SOURCE PASSAGE:
§ §

In today’s world, extracting data from online social platforms such as IMDB can be an effective road towards collecting much-needed movie-related information for research or enjoyment purposes. In this tutorial, we will walk through scraping the Top 250 movies on IMDB using Python and extract details such as movie titles, movie summaries, ratings, genres, and more.
When scraping websites like IMDB, it's crucial to simulate the behavior of a real user to minimize the risk of detection and ensure successful data retrieval. Here are some strategies that can be employed:
For this tutorial, we will use Python's requests library to download the web content, lxml for parsing HTML, and optionally, the json library for handling formatted data when needed. First, install the required libraries.
Before starting, you need to install the necessary Python libraries. Run the following command in your terminal to install them:
pip install requests lxml
These libraries will be used to make HTTP requests, parse HTML content, and process the extracted data.

§ §

DATA BLOCK:
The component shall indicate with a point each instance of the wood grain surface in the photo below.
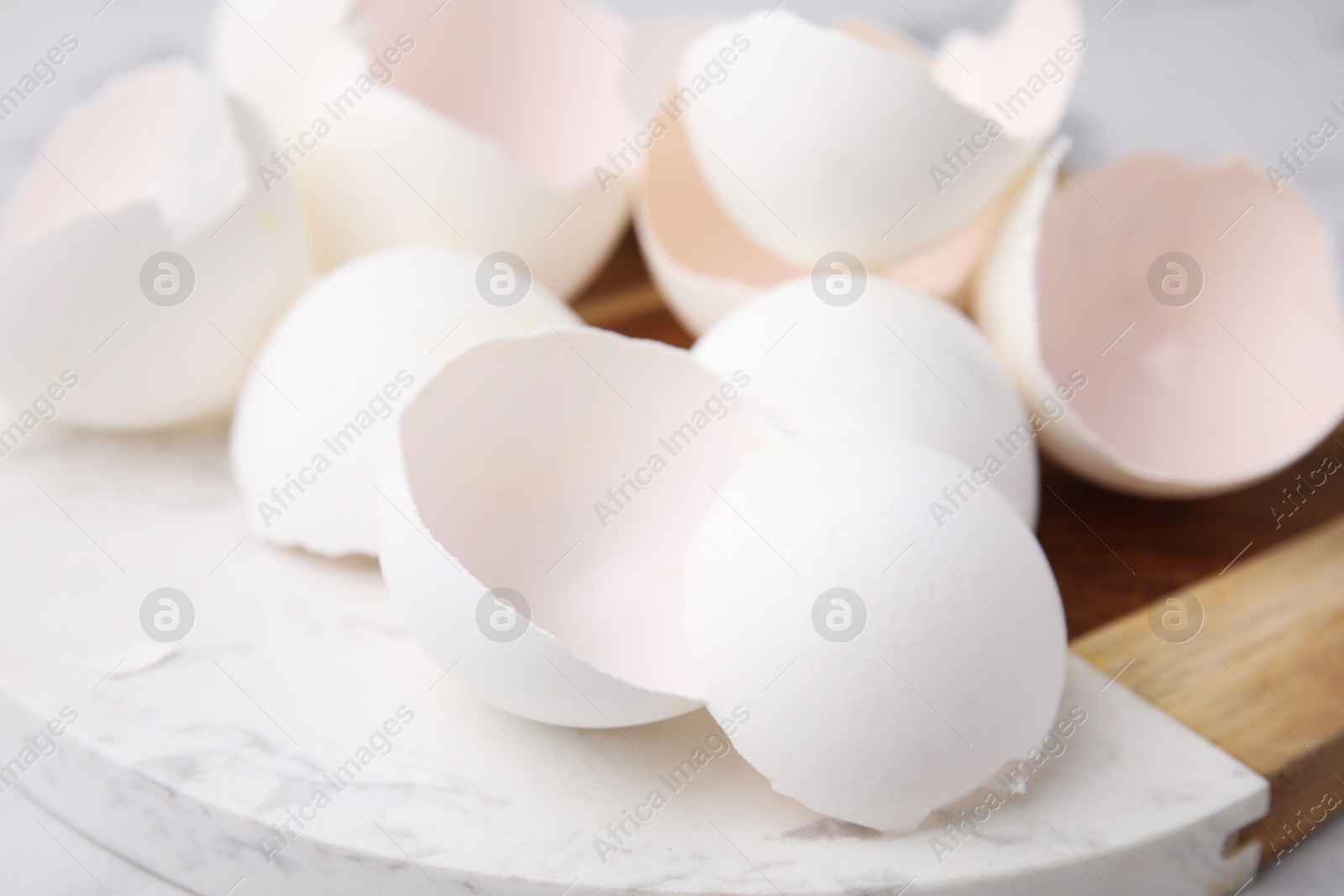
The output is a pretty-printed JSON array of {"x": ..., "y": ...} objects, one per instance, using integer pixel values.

§ §

GOALS:
1. In the IMDB scraping tutorial, which library handles the HTML parsing?
2. List every Python library that the IMDB scraping tutorial names.
3. Continue the IMDB scraping tutorial from the point where it stops.

ANSWERS TO THE TASKS:
1. lxml

2. requests, lxml, json

3.
To make our requests resemble those from a real web browser, it’s crucial to set up the HTTP headers accordingly. Here is an example of how you might configure these headers in your script:
import requests
headers = {
'accept': 'text/html,application/xhtml+xml,application/xml;q=0.9,image/avif,image/webp,image/apng,*/*;q=0.8,application/signed-exchange;v=b3;q=0.7',
'accept-language': 'en-IN,en;q=0.9',
'cache-control': 'no-cache',
'dnt': '1', # Do Not Track header
'pragma': 'no-cache',
'sec-ch-ua': '"Google Chrome";v="129", "Not=A?Brand";v="8", "Chromium";v="129"',
'sec-ch-ua-mobile': '?0',
'sec-ch-ua-platform': '"Linux"',
'sec-fetch-dest': 'document',
'sec-fetch-mode': 'navigate',
'sec-fetch-site': 'none',
'sec-fetch-user': '?1',
'upgrade-insecure-requests': '1',
'user-agent': 'Mozilla/5.0 (X11; Linux x86_64) AppleWebKit/537.36 (KHTML, like Gecko) Chrome/129.0.0.0 Safari/537.36',
}
response = requests.get('https://www.imdb.com/chart/top/', headers=headers)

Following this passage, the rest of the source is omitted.